### Extracted data
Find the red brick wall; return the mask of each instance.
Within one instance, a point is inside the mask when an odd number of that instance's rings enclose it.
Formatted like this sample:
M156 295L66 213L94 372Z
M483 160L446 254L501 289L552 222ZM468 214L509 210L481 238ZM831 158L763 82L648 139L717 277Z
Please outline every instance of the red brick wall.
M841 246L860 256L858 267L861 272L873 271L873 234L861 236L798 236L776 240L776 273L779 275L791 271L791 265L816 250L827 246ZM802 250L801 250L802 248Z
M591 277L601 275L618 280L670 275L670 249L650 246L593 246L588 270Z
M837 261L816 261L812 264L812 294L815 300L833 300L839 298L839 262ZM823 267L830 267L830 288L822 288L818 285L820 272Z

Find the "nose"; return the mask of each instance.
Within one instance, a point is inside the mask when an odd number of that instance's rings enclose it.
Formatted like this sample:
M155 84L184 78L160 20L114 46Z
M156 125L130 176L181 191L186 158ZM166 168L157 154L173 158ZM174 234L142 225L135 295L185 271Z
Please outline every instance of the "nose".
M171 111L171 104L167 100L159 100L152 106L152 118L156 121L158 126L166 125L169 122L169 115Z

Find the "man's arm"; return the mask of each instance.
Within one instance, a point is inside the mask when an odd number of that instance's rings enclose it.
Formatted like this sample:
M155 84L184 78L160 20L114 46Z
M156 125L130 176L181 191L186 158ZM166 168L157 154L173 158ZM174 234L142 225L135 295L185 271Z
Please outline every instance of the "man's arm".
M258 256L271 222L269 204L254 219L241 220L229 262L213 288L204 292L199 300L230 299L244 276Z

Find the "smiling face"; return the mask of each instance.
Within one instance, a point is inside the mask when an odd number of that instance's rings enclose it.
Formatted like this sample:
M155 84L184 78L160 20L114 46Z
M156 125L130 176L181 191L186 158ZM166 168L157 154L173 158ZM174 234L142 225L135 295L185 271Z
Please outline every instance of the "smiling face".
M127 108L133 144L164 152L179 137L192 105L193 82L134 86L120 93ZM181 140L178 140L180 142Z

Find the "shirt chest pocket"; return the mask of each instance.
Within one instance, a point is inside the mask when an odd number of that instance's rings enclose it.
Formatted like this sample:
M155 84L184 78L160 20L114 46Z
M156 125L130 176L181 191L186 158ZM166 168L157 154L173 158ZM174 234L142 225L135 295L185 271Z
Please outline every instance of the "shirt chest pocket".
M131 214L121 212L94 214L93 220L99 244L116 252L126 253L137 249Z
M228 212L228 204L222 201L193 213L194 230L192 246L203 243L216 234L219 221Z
######
Count the lines in the entries above that contain the string "face", and reply with only that number.

* [Problem solution] 2